▶ [DATA SUPPLIED]
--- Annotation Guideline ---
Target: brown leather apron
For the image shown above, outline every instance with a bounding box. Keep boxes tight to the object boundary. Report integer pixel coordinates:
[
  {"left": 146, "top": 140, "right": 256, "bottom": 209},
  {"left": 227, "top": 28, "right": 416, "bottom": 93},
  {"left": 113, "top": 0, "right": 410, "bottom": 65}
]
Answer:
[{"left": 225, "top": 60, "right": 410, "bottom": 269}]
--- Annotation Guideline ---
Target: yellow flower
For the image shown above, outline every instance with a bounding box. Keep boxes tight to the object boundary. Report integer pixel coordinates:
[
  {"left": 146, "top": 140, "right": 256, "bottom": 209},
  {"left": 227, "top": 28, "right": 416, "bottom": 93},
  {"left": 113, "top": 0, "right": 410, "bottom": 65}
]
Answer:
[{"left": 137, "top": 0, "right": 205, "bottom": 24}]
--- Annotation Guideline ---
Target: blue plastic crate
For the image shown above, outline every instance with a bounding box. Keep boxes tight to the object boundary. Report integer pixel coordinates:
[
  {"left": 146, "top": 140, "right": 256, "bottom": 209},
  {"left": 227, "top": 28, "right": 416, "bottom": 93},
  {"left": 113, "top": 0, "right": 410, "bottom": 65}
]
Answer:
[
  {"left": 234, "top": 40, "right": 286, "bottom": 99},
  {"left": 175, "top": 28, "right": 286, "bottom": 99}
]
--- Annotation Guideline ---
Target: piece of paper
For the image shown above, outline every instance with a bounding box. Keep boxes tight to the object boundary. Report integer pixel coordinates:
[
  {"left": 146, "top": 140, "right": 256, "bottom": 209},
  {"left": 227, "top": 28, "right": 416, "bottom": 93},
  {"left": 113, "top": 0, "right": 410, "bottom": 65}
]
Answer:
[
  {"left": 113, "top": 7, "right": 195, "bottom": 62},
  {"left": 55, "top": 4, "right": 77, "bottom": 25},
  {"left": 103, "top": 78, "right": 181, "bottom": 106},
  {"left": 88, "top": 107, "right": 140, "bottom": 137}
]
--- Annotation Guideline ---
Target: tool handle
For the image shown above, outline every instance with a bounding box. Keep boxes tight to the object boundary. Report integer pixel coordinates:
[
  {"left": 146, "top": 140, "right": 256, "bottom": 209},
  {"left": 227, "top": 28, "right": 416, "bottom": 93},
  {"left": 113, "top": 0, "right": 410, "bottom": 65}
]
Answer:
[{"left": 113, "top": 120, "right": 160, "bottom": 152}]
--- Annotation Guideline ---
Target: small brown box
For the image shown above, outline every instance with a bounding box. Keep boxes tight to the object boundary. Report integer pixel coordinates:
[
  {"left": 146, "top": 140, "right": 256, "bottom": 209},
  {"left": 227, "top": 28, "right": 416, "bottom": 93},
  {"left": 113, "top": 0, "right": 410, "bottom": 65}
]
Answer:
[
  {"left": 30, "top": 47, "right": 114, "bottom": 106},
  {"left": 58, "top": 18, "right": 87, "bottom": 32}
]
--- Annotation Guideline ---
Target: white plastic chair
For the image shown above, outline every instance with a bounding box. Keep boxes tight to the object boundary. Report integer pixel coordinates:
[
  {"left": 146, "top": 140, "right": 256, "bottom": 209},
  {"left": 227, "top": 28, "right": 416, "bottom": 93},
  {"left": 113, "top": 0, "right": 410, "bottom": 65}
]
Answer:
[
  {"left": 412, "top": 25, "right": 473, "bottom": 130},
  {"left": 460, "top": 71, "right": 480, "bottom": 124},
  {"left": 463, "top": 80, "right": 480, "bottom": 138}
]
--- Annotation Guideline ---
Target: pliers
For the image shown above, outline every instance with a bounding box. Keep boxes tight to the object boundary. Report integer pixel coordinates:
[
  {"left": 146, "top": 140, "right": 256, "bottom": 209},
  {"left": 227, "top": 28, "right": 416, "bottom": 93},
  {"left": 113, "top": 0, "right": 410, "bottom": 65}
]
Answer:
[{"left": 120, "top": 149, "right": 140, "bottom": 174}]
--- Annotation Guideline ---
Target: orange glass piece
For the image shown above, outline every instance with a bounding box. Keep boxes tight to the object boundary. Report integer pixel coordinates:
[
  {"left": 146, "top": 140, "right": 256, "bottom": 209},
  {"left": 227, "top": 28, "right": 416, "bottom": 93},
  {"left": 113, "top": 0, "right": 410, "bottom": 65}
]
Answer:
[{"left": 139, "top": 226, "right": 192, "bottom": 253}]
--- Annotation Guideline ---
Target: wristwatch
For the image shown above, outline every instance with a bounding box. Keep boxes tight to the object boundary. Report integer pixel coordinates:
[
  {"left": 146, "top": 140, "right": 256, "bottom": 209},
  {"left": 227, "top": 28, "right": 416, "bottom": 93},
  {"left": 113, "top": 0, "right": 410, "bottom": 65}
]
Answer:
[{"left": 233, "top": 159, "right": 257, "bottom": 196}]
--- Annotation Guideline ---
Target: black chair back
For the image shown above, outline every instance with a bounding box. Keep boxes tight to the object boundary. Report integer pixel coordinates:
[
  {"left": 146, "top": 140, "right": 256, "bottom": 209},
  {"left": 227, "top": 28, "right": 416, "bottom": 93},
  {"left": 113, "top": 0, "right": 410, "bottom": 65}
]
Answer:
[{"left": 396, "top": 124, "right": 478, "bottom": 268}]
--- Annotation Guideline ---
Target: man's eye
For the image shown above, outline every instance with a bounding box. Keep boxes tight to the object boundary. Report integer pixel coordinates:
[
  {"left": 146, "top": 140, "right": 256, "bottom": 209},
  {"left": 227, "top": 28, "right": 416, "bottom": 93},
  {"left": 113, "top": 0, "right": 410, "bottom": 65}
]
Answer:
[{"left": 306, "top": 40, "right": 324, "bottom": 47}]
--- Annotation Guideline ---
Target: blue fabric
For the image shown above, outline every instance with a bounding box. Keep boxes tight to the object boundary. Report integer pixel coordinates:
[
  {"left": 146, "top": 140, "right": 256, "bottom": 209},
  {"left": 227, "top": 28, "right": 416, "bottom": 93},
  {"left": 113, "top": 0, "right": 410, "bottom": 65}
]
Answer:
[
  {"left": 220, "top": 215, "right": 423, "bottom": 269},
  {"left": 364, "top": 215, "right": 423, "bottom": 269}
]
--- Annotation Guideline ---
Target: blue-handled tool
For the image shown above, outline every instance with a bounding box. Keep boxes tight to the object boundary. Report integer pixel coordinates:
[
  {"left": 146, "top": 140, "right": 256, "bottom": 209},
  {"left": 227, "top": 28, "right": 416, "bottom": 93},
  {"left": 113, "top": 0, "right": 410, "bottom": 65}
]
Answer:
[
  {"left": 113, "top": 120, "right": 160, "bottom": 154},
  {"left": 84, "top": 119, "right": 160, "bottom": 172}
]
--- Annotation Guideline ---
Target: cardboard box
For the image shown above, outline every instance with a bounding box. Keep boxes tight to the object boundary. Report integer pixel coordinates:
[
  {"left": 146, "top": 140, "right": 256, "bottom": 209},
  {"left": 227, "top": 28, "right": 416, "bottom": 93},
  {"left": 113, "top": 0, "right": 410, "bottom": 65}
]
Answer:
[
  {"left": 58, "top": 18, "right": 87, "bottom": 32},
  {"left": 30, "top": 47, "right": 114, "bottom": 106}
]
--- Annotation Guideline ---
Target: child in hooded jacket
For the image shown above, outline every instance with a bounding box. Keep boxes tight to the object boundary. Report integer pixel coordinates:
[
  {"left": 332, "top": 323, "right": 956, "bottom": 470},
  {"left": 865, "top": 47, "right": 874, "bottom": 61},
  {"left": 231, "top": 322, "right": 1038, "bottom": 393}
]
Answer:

▶ [TASK GOAL]
Reproduce each entry from the records above, character for character.

▶ [TASK RESULT]
--- Annotation Guideline ---
Target: brown leather apron
For the image shown above, outline every instance with a bounding box. Keep boxes tight to the object boundary. Report integer pixel coordinates:
[
  {"left": 146, "top": 140, "right": 256, "bottom": 209},
  {"left": 227, "top": 28, "right": 416, "bottom": 93},
  {"left": 113, "top": 0, "right": 410, "bottom": 65}
]
Answer:
[{"left": 225, "top": 60, "right": 410, "bottom": 269}]
--- Annotation Guideline ---
Target: yellow flower
For the image shown above, outline every instance with a bounding box. Keep boxes tight to the object boundary. Report integer pixel coordinates:
[
  {"left": 146, "top": 140, "right": 256, "bottom": 209},
  {"left": 227, "top": 28, "right": 416, "bottom": 93},
  {"left": 113, "top": 0, "right": 410, "bottom": 65}
]
Answer:
[{"left": 137, "top": 0, "right": 205, "bottom": 24}]
--- Annotation Guideline ---
Target: blue plastic crate
For the image shown above, outline every instance with a bounding box. Keep boxes tight to the object boundary. Report integer pixel coordinates:
[
  {"left": 146, "top": 140, "right": 256, "bottom": 209},
  {"left": 227, "top": 28, "right": 416, "bottom": 93},
  {"left": 113, "top": 0, "right": 410, "bottom": 65}
]
Answer:
[
  {"left": 234, "top": 40, "right": 286, "bottom": 99},
  {"left": 175, "top": 28, "right": 286, "bottom": 99}
]
--- Annotation Guideline ---
Target: piece of paper
For the image shown above, outline every instance with a bounding box. Keep boxes tight to the object boundary. Report integer pixel coordinates:
[
  {"left": 146, "top": 140, "right": 256, "bottom": 209},
  {"left": 227, "top": 28, "right": 416, "bottom": 93},
  {"left": 113, "top": 0, "right": 410, "bottom": 65}
]
Answer:
[
  {"left": 113, "top": 7, "right": 195, "bottom": 62},
  {"left": 55, "top": 4, "right": 77, "bottom": 25},
  {"left": 103, "top": 78, "right": 181, "bottom": 106},
  {"left": 88, "top": 107, "right": 140, "bottom": 137}
]
--- Annotation Guideline ---
Target: tool handle
For the image shown above, outline every instance with a bounding box. Keep boxes tight to the object boundary. Report integer pixel coordinates:
[
  {"left": 146, "top": 140, "right": 256, "bottom": 209},
  {"left": 227, "top": 28, "right": 416, "bottom": 93},
  {"left": 113, "top": 0, "right": 410, "bottom": 65}
]
Answer:
[{"left": 113, "top": 120, "right": 160, "bottom": 152}]
--- Annotation Guideline ---
Target: small brown box
For the image shown above, outline every instance with a bounding box. Keep boxes tight to the object boundary. Report integer pixel coordinates:
[
  {"left": 146, "top": 140, "right": 256, "bottom": 209},
  {"left": 227, "top": 28, "right": 416, "bottom": 93},
  {"left": 113, "top": 0, "right": 410, "bottom": 65}
]
Answer:
[
  {"left": 30, "top": 47, "right": 114, "bottom": 106},
  {"left": 58, "top": 18, "right": 87, "bottom": 32}
]
--- Annotation Guideline ---
Target: white plastic chair
For the image shown above, outline every instance with a bounding box. Keep boxes tight to the object boundary. Report integer pixel coordinates:
[
  {"left": 146, "top": 140, "right": 256, "bottom": 209},
  {"left": 227, "top": 28, "right": 416, "bottom": 93},
  {"left": 113, "top": 0, "right": 410, "bottom": 65}
]
Answer:
[
  {"left": 412, "top": 25, "right": 473, "bottom": 130},
  {"left": 460, "top": 71, "right": 480, "bottom": 124},
  {"left": 463, "top": 80, "right": 480, "bottom": 138}
]
--- Annotation Guideline ---
Target: pliers
For the image shown above, outline every instance with a bounding box. Keep boxes tight to the object boundary. Report integer pixel coordinates:
[
  {"left": 146, "top": 140, "right": 256, "bottom": 209},
  {"left": 227, "top": 28, "right": 416, "bottom": 93},
  {"left": 113, "top": 0, "right": 410, "bottom": 65}
]
Answer:
[{"left": 120, "top": 149, "right": 140, "bottom": 174}]
--- Annotation Guideline ---
Target: orange glass piece
For the image shown above, outline every instance with a bounding box. Keep boxes tight to the object boundary. Report integer pixel coordinates:
[
  {"left": 146, "top": 140, "right": 256, "bottom": 209},
  {"left": 227, "top": 28, "right": 416, "bottom": 93},
  {"left": 113, "top": 0, "right": 410, "bottom": 65}
]
Answer:
[{"left": 139, "top": 226, "right": 192, "bottom": 253}]
--- Annotation Guideline ---
Target: wristwatch
For the image shown above, outline every instance with a bounding box. Keep boxes tight to the object boundary. Report integer pixel coordinates:
[
  {"left": 146, "top": 140, "right": 256, "bottom": 209},
  {"left": 227, "top": 28, "right": 416, "bottom": 93},
  {"left": 113, "top": 0, "right": 410, "bottom": 65}
]
Answer:
[{"left": 233, "top": 159, "right": 257, "bottom": 196}]
--- Annotation Guideline ---
Target: black chair back
For the image shown above, outline every instance with a bounding box. Keep boxes tight to the object boundary. Report integer pixel coordinates:
[
  {"left": 146, "top": 140, "right": 256, "bottom": 209},
  {"left": 227, "top": 28, "right": 416, "bottom": 93},
  {"left": 113, "top": 0, "right": 410, "bottom": 65}
]
Answer:
[{"left": 396, "top": 124, "right": 478, "bottom": 268}]
--- Annotation Guideline ---
Target: man's eye
For the image shown above, outline every instance with a bounding box. Keep boxes tight to the object boundary. Report integer pixel coordinates:
[
  {"left": 146, "top": 140, "right": 256, "bottom": 209},
  {"left": 227, "top": 28, "right": 416, "bottom": 93},
  {"left": 113, "top": 0, "right": 410, "bottom": 65}
]
Answer:
[{"left": 306, "top": 40, "right": 324, "bottom": 47}]
--- Annotation Guideline ---
Target: blue fabric
For the image shown above, outline every instance with a bounding box. Keep boxes tight to the object boundary. Report integer pixel coordinates:
[
  {"left": 146, "top": 140, "right": 256, "bottom": 209},
  {"left": 227, "top": 28, "right": 416, "bottom": 93},
  {"left": 113, "top": 0, "right": 410, "bottom": 65}
]
Answer:
[
  {"left": 220, "top": 215, "right": 423, "bottom": 269},
  {"left": 364, "top": 215, "right": 423, "bottom": 269}
]
--- Annotation Guideline ---
Target: blue-handled tool
For the image shown above, outline every instance with a bounding box. Keep boxes tight to the object boundary. Report integer pixel coordinates:
[
  {"left": 146, "top": 140, "right": 256, "bottom": 209},
  {"left": 227, "top": 28, "right": 416, "bottom": 93},
  {"left": 113, "top": 0, "right": 410, "bottom": 65}
]
Answer:
[
  {"left": 113, "top": 120, "right": 160, "bottom": 154},
  {"left": 84, "top": 119, "right": 160, "bottom": 172}
]
--- Annotation Guideline ---
Target: cardboard box
For the image shown above, outline every instance with a bounding box. Keep boxes tight to the object boundary. Report integer pixel coordinates:
[
  {"left": 146, "top": 140, "right": 256, "bottom": 209},
  {"left": 227, "top": 28, "right": 416, "bottom": 93},
  {"left": 113, "top": 0, "right": 410, "bottom": 65}
]
Answer:
[
  {"left": 58, "top": 18, "right": 87, "bottom": 32},
  {"left": 30, "top": 47, "right": 114, "bottom": 106}
]
--- Annotation Guideline ---
Target: child in hooded jacket
For the image shown above, outline every instance with a bounding box. Keep boxes tight to the object boundary. Report integer pixel coordinates:
[
  {"left": 332, "top": 323, "right": 956, "bottom": 470},
  {"left": 865, "top": 47, "right": 874, "bottom": 61},
  {"left": 231, "top": 322, "right": 1038, "bottom": 393}
]
Answer:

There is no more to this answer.